PROBLEM REQUIREMENTS:
Repeat exactly the lines of the listing from the line containing "Would you mind placing a dot on the snail shell, one" through its last line, and nothing beyond them.

Excerpts of location labeling data:

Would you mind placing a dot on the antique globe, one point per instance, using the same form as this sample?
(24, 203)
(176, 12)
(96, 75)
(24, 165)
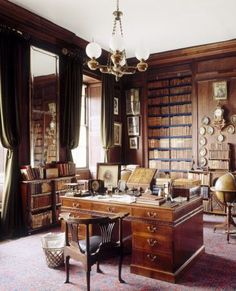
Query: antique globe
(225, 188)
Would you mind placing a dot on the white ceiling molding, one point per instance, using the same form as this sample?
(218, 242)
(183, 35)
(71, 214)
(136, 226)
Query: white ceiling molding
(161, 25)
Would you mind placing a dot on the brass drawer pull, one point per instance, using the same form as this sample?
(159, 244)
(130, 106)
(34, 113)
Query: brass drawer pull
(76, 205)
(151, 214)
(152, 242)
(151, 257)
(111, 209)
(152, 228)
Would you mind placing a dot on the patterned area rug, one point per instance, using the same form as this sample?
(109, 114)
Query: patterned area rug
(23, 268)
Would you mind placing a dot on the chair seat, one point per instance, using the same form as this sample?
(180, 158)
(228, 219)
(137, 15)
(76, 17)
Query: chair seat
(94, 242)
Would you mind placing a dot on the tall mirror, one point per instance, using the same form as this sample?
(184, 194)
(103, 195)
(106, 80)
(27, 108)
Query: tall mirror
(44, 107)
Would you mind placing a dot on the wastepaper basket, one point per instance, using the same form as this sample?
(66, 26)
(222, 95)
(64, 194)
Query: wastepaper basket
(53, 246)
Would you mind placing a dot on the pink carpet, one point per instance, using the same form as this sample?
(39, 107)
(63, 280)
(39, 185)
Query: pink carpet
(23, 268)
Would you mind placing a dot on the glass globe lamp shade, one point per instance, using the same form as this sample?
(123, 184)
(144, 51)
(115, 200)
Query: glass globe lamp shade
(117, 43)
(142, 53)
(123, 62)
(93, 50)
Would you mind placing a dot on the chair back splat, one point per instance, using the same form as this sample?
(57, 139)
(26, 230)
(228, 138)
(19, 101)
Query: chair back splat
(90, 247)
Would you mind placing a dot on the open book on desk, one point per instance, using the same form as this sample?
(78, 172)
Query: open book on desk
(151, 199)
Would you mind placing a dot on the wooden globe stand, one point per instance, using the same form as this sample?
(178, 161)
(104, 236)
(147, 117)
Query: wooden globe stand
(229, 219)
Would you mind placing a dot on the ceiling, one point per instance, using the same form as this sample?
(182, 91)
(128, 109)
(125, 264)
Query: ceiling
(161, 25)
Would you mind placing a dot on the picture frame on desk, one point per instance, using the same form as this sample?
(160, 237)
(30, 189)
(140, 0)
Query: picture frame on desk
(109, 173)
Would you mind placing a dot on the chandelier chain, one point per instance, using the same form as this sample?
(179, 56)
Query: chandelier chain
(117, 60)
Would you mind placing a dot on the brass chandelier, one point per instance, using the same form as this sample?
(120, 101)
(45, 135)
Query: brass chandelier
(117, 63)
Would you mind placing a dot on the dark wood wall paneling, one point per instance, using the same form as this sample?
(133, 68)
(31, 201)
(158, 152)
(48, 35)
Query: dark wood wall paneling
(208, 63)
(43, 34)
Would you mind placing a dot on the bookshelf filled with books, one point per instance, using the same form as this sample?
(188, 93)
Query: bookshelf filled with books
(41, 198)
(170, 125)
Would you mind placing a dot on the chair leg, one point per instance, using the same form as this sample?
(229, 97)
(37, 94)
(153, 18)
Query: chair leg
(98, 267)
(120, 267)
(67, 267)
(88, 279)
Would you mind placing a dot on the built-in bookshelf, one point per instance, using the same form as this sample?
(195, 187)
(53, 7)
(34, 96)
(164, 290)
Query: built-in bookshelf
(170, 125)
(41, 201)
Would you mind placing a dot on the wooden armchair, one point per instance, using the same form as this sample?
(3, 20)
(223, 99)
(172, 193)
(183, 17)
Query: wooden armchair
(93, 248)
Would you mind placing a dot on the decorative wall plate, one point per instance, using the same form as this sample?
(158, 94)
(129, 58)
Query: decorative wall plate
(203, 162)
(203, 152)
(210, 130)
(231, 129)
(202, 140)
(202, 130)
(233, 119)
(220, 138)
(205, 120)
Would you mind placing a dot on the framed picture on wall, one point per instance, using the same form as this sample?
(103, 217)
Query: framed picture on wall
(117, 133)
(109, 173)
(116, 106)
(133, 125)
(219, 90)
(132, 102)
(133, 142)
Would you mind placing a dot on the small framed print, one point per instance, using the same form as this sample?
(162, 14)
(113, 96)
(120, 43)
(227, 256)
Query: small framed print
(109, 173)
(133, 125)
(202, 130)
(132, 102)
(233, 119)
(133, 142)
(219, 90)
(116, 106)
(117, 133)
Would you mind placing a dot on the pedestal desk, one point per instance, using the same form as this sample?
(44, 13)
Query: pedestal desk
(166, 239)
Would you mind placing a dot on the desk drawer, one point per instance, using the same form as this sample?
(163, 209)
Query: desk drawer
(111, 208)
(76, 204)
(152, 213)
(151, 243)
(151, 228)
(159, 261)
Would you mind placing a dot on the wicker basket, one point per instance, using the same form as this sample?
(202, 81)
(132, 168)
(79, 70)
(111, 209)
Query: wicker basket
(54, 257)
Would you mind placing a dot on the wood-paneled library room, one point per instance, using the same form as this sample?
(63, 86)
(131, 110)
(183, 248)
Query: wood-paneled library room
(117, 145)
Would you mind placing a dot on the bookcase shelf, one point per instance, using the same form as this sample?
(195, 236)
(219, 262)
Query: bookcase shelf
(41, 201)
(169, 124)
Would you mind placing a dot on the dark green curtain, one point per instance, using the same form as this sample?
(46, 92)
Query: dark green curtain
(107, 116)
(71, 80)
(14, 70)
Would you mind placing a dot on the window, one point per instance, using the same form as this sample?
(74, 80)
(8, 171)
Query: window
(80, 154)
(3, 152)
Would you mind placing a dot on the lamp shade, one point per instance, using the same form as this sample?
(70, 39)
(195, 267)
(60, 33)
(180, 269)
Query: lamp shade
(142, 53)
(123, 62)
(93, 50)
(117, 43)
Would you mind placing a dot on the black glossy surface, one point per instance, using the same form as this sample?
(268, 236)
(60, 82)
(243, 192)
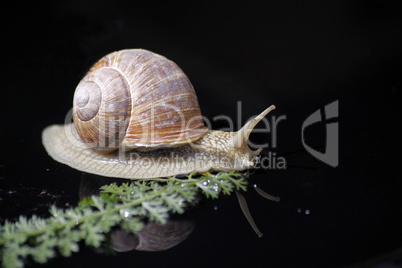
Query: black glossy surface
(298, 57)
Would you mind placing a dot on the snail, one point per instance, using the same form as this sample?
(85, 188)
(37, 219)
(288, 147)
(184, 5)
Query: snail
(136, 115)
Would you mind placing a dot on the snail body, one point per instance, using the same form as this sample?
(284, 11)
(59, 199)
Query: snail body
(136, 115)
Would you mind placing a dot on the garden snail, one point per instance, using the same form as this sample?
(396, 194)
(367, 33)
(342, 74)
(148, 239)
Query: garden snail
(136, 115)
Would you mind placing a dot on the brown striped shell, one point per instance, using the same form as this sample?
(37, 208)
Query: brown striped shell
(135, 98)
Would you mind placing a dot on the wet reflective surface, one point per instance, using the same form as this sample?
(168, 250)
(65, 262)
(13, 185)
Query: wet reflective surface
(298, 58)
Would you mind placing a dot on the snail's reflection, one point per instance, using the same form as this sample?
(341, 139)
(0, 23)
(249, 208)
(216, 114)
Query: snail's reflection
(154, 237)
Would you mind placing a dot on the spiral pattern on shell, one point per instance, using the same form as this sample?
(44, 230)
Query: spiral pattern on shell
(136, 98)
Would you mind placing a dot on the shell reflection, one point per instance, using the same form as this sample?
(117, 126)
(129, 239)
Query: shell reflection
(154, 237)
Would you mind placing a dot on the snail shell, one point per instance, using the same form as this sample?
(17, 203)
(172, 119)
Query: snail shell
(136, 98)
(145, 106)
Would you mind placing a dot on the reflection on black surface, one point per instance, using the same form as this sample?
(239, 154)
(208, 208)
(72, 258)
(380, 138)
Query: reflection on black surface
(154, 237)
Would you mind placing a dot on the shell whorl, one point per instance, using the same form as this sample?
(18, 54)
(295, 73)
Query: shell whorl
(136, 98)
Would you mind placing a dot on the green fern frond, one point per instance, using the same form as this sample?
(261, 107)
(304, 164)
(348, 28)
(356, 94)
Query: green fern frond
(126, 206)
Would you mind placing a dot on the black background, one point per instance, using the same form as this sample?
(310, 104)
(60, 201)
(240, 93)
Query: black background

RESPONSE TO THE TASK:
Would you mind placing a dot on the snail shell, one point per instance, using the same form as this sample?
(17, 203)
(172, 119)
Query: snail shell
(136, 98)
(145, 106)
Would you mind placing a dot on the reflection on black surface, one point per instance, using the same form as this sample?
(239, 154)
(208, 208)
(72, 258)
(380, 138)
Query: reflection on black surface
(154, 237)
Would you mind placing a dot on the shell whorl, one point per instance, using the same form as this sample?
(18, 54)
(295, 73)
Query: shell whorl
(136, 98)
Would you mind placing a dot on the green fern frond, one point per instance, using the same form as this sample?
(261, 107)
(304, 164)
(348, 28)
(356, 94)
Query: green fern frond
(126, 206)
Would you mind placing a dot on the black background, one point per instance, using the same form as this sample?
(310, 104)
(60, 201)
(240, 93)
Query: black background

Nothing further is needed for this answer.